Print the rows word for word, from the start of the rows through the line that contains "272V351L574 397L582 386L579", with both ends included. Leave the pictures out of your answer.

—————

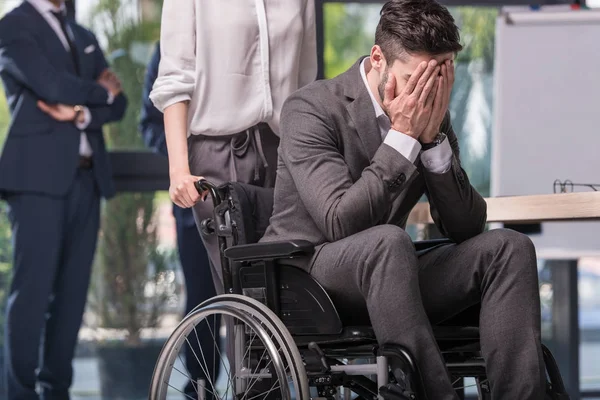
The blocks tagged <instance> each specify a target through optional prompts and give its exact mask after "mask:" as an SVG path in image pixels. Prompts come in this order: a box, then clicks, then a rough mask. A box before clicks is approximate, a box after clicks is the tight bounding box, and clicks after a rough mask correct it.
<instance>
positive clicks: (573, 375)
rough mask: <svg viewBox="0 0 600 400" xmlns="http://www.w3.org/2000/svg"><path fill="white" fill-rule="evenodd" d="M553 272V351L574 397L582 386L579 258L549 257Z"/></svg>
mask: <svg viewBox="0 0 600 400" xmlns="http://www.w3.org/2000/svg"><path fill="white" fill-rule="evenodd" d="M546 265H547V266H548V267H549V269H550V271H551V276H552V278H551V279H552V288H553V299H552V329H553V337H552V344H553V346H552V353H553V354H554V357H555V358H556V362H557V363H558V367H559V369H560V371H561V374H562V378H563V381H564V383H565V387H566V389H567V392H568V393H569V396H570V397H571V400H578V399H580V398H581V397H580V396H581V394H580V389H579V296H578V290H577V282H578V279H577V276H578V275H577V260H548V261H546Z"/></svg>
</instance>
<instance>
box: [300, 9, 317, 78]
mask: <svg viewBox="0 0 600 400" xmlns="http://www.w3.org/2000/svg"><path fill="white" fill-rule="evenodd" d="M304 7H305V8H304V15H303V18H302V19H303V26H304V35H303V37H302V50H301V54H300V77H299V80H298V82H299V87H302V86H306V85H308V84H309V83H311V82H313V81H314V80H315V79H316V78H317V34H316V25H315V2H314V0H307V1H306V4H305V6H304Z"/></svg>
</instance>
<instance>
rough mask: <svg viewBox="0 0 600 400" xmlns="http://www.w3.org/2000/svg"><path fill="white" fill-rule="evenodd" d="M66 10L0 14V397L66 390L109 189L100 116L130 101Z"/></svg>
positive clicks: (102, 117)
mask: <svg viewBox="0 0 600 400" xmlns="http://www.w3.org/2000/svg"><path fill="white" fill-rule="evenodd" d="M65 10H66V9H65V4H64V0H25V1H24V2H23V3H22V4H21V5H20V6H18V7H17V8H15V9H14V10H12V11H11V12H9V13H8V14H7V15H6V16H5V17H4V18H3V19H2V20H0V78H1V79H2V82H3V84H4V90H5V92H6V96H7V100H8V104H9V108H10V112H11V117H12V121H11V125H10V128H9V131H8V136H7V139H6V142H5V144H4V149H3V151H2V155H1V156H0V193H1V194H2V197H3V198H4V199H5V200H6V201H7V202H8V204H9V206H10V215H9V216H10V219H11V223H12V227H13V242H14V261H13V281H12V284H11V287H10V293H9V297H8V306H7V314H6V326H5V329H6V343H5V346H6V355H5V360H6V369H5V370H6V375H7V376H6V379H7V387H8V399H9V400H38V399H40V396H41V398H42V399H44V400H67V399H69V387H70V386H71V382H72V377H73V370H72V359H73V354H74V349H75V345H76V343H77V335H78V331H79V327H80V325H81V320H82V316H83V311H84V307H85V300H86V295H87V290H88V285H89V280H90V270H91V264H92V259H93V256H94V251H95V247H96V239H97V235H98V227H99V214H100V198H101V197H105V198H109V197H111V196H112V195H113V194H114V192H115V190H114V187H113V183H112V180H111V169H110V165H109V160H108V154H107V152H106V149H105V144H104V138H103V137H102V125H103V124H105V123H107V122H111V121H116V120H119V119H121V118H122V116H123V114H124V112H125V109H126V103H127V102H126V99H125V97H124V96H123V94H121V88H120V82H119V81H118V79H117V78H116V76H115V75H114V74H113V73H112V72H110V71H109V70H108V65H107V62H106V60H105V58H104V55H103V54H102V51H101V50H100V47H99V45H98V42H97V40H96V38H95V36H94V35H93V34H92V33H91V32H89V31H88V30H86V29H84V28H83V27H81V26H79V25H77V24H76V23H75V22H74V21H73V20H72V19H71V18H68V17H67V16H66V13H65ZM36 386H38V388H39V390H38V391H39V392H40V394H38V393H37V391H36Z"/></svg>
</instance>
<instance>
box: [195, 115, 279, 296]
mask: <svg viewBox="0 0 600 400" xmlns="http://www.w3.org/2000/svg"><path fill="white" fill-rule="evenodd" d="M278 146H279V138H278V137H277V135H275V134H274V133H273V131H272V130H271V129H270V128H269V126H268V125H267V124H259V125H257V126H255V127H252V128H250V129H248V130H247V131H244V132H241V133H238V134H235V135H232V136H218V137H208V136H201V135H193V136H191V137H190V138H189V139H188V148H189V162H190V172H191V173H192V174H193V175H198V176H203V177H204V178H206V179H207V180H209V181H211V182H213V183H215V184H217V185H220V184H222V183H226V182H231V181H233V182H243V183H250V184H253V185H257V186H262V187H273V186H274V185H275V174H276V172H277V147H278ZM213 208H214V207H213V203H212V199H210V197H209V198H207V200H206V201H205V202H199V203H197V204H196V205H195V206H194V208H193V212H194V219H195V220H196V226H198V227H199V226H200V223H201V222H202V221H203V220H204V219H206V218H212V215H213V214H212V213H213ZM202 240H203V241H204V244H205V245H206V249H207V251H208V256H209V258H210V261H211V268H212V273H213V280H214V282H215V288H216V290H217V293H223V273H222V270H221V259H220V254H219V246H218V243H217V238H216V237H215V236H211V237H208V238H207V237H203V238H202Z"/></svg>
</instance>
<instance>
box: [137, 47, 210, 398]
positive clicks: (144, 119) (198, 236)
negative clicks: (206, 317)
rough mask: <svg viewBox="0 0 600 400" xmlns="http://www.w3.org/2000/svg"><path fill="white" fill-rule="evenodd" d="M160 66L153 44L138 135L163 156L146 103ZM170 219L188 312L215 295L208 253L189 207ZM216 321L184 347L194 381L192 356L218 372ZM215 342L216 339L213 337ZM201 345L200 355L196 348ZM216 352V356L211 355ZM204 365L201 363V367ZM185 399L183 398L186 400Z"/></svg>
mask: <svg viewBox="0 0 600 400" xmlns="http://www.w3.org/2000/svg"><path fill="white" fill-rule="evenodd" d="M159 64H160V44H159V43H157V44H156V48H155V50H154V54H153V55H152V59H151V60H150V63H149V64H148V69H147V70H146V78H145V81H144V91H143V99H142V102H143V103H142V104H143V106H142V113H141V121H140V132H141V133H142V136H143V138H144V141H145V142H146V145H147V146H148V147H150V148H152V149H154V150H155V151H156V152H158V153H160V154H163V155H164V156H165V157H167V156H168V153H167V143H166V139H165V126H164V121H163V114H162V113H161V112H160V111H159V110H158V109H157V108H156V107H154V104H152V101H150V98H149V96H150V92H151V91H152V86H153V85H154V81H155V80H156V77H157V76H158V67H159ZM173 216H174V217H175V224H176V227H177V247H178V250H179V259H180V261H181V267H182V269H183V275H184V277H185V285H186V292H187V301H186V308H185V313H186V314H187V313H189V312H190V311H192V309H193V308H194V307H196V306H197V305H198V304H200V303H202V302H203V301H204V300H206V299H209V298H211V297H213V296H216V291H215V287H214V283H213V279H212V274H211V272H210V271H211V269H210V264H209V259H208V254H207V252H206V249H205V248H204V244H203V243H202V239H201V238H200V235H199V234H198V229H197V228H196V222H195V221H194V216H193V214H192V209H191V208H181V207H178V206H177V205H175V204H173ZM219 323H220V321H216V323H215V325H216V327H217V328H216V329H215V328H212V332H213V333H211V331H210V330H209V329H207V328H206V326H205V325H206V324H203V325H202V326H200V325H199V326H198V328H197V334H198V340H197V341H191V343H190V344H191V345H192V347H188V348H186V364H187V365H186V366H187V371H188V372H189V373H190V375H191V377H192V378H194V380H197V379H204V378H206V376H205V374H204V372H203V371H202V368H201V364H200V363H199V362H198V359H197V358H196V356H195V355H194V354H196V355H198V357H199V355H200V354H203V355H204V358H205V359H206V360H213V359H216V362H215V365H213V366H209V371H208V373H209V376H210V377H212V378H216V376H217V374H218V370H219V365H220V360H219V359H218V358H219V354H220V350H217V348H216V346H215V343H214V338H213V335H214V334H215V333H214V332H218V331H219V330H218V326H219ZM217 340H219V338H218V336H217ZM199 346H202V349H203V350H202V353H201V352H200V351H199V349H198V347H199ZM215 352H217V357H214V354H213V353H215ZM203 364H204V363H202V365H203ZM194 385H196V383H195V382H194V383H191V382H188V384H187V386H186V388H185V393H186V394H187V395H188V396H190V397H192V398H196V397H197V393H196V390H195V389H194ZM186 398H187V397H186Z"/></svg>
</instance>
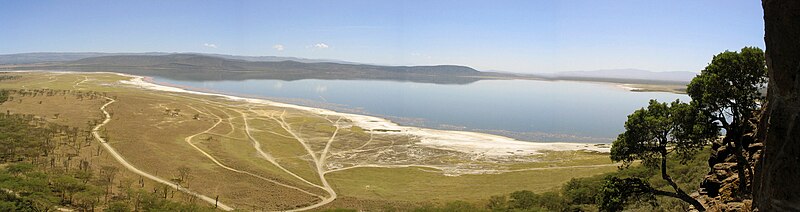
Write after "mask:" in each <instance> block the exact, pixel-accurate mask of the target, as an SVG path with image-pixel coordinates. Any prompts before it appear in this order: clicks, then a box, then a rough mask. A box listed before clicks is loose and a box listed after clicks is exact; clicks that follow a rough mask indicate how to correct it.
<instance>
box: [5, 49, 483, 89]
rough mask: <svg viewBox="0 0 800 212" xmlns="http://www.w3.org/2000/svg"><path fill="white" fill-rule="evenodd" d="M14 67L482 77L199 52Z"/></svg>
mask: <svg viewBox="0 0 800 212" xmlns="http://www.w3.org/2000/svg"><path fill="white" fill-rule="evenodd" d="M13 69H15V70H20V69H22V70H25V69H51V70H52V69H54V70H66V71H84V72H92V71H110V70H111V71H115V72H121V73H128V74H135V75H146V76H159V77H167V78H171V79H176V80H247V79H279V80H300V79H340V80H354V79H368V80H395V81H411V82H422V83H441V84H466V83H471V82H475V81H477V80H479V78H480V77H482V76H484V75H485V74H484V73H483V72H479V71H477V70H475V69H472V68H470V67H466V66H455V65H437V66H377V65H363V64H342V63H332V62H321V63H303V62H297V61H291V60H287V61H248V60H241V59H228V58H222V57H214V56H207V55H199V54H168V55H112V56H100V57H89V58H83V59H79V60H75V61H68V62H58V63H46V64H36V65H30V66H21V67H14V68H13Z"/></svg>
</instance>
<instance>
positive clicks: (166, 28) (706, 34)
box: [0, 0, 764, 73]
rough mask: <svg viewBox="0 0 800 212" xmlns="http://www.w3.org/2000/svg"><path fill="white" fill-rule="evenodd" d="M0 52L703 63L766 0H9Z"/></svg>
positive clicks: (633, 63)
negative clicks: (173, 54)
mask: <svg viewBox="0 0 800 212" xmlns="http://www.w3.org/2000/svg"><path fill="white" fill-rule="evenodd" d="M0 3H2V5H4V6H3V7H0V26H2V28H3V33H0V41H2V42H1V43H2V44H0V54H12V53H26V52H200V53H218V54H231V55H252V56H286V57H303V58H316V59H335V60H345V61H353V62H361V63H371V64H385V65H430V64H455V65H466V66H470V67H474V68H476V69H479V70H499V71H510V72H523V73H543V72H556V71H576V70H598V69H623V68H637V69H646V70H652V71H698V70H700V69H702V68H703V67H704V66H705V65H706V64H707V63H708V61H709V60H710V59H711V55H714V54H716V53H718V52H720V51H723V50H726V49H728V50H737V49H739V48H741V47H743V46H757V47H761V48H764V41H763V31H764V25H763V21H762V17H763V12H762V10H761V5H760V4H761V3H760V1H755V0H735V1H723V0H714V1H688V0H681V1H670V2H653V1H612V0H604V1H589V0H583V1H501V2H489V1H435V2H429V1H366V0H365V1H335V2H334V1H324V2H315V1H269V2H267V1H202V2H196V1H182V0H181V1H114V2H102V1H81V2H74V1H6V0H0Z"/></svg>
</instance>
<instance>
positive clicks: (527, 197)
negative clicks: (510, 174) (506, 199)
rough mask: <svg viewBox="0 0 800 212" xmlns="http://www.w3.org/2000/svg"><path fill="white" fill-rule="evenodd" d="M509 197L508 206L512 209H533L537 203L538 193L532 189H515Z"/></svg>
mask: <svg viewBox="0 0 800 212" xmlns="http://www.w3.org/2000/svg"><path fill="white" fill-rule="evenodd" d="M509 197H510V198H509V201H508V207H509V208H512V209H531V208H533V206H534V205H535V204H536V203H537V201H536V199H537V195H536V194H535V193H533V192H532V191H526V190H524V191H515V192H513V193H511V195H509Z"/></svg>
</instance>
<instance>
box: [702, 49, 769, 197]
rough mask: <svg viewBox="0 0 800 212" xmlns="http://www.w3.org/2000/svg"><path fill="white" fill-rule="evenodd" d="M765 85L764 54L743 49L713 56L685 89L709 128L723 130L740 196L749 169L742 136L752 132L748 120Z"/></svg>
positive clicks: (753, 111) (761, 94) (724, 52)
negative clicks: (738, 176) (733, 153)
mask: <svg viewBox="0 0 800 212" xmlns="http://www.w3.org/2000/svg"><path fill="white" fill-rule="evenodd" d="M766 82H767V66H766V61H765V59H764V51H762V50H761V49H759V48H757V47H744V48H742V50H740V51H739V52H731V51H725V52H722V53H719V54H717V55H715V56H714V58H713V59H712V60H711V63H710V64H708V66H706V68H705V69H703V70H702V71H701V72H700V75H697V77H695V78H694V79H693V80H692V82H691V83H690V84H689V86H688V87H687V93H689V96H691V97H692V104H693V105H695V106H696V108H697V109H698V110H699V111H701V112H702V113H703V114H705V116H706V118H708V120H709V121H710V122H709V126H712V127H718V128H721V129H723V130H725V138H724V139H723V144H725V145H729V146H732V147H734V149H735V151H734V154H735V155H736V162H737V169H738V170H737V171H738V172H739V173H738V175H739V188H740V189H739V191H740V192H739V194H740V195H741V194H746V193H749V192H748V190H749V189H748V187H747V184H748V183H747V182H748V179H747V175H746V174H745V169H750V165H749V164H748V162H747V159H746V158H745V156H744V154H745V153H744V147H745V145H748V144H746V143H745V142H744V140H745V139H744V135H745V134H746V133H747V132H750V131H752V130H753V129H752V127H751V126H750V123H749V120H750V119H751V118H753V116H754V112H756V111H759V110H760V108H761V104H762V103H763V102H764V95H763V94H762V93H761V92H759V91H760V90H762V89H763V88H764V86H765V85H766ZM751 173H752V171H751Z"/></svg>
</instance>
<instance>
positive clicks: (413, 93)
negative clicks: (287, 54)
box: [155, 78, 689, 143]
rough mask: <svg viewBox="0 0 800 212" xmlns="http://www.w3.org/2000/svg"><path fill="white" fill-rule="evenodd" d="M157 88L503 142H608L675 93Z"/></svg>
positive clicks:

—————

Response:
The blocks tagged <instance> each specify a target through optional prompts and give its exact mask after "mask:" as an SVG path in image pixels. Prompts come in this order: a box, then clicks, then a rough mask. A box before clicks is approximate, a box after clicks is the tight bounding box, and clicks after a rough mask correct it.
<instance>
positive clicks: (573, 375)
rough mask: <svg viewBox="0 0 600 400" xmlns="http://www.w3.org/2000/svg"><path fill="white" fill-rule="evenodd" d="M553 272V351L574 397L582 386L579 258L549 257Z"/></svg>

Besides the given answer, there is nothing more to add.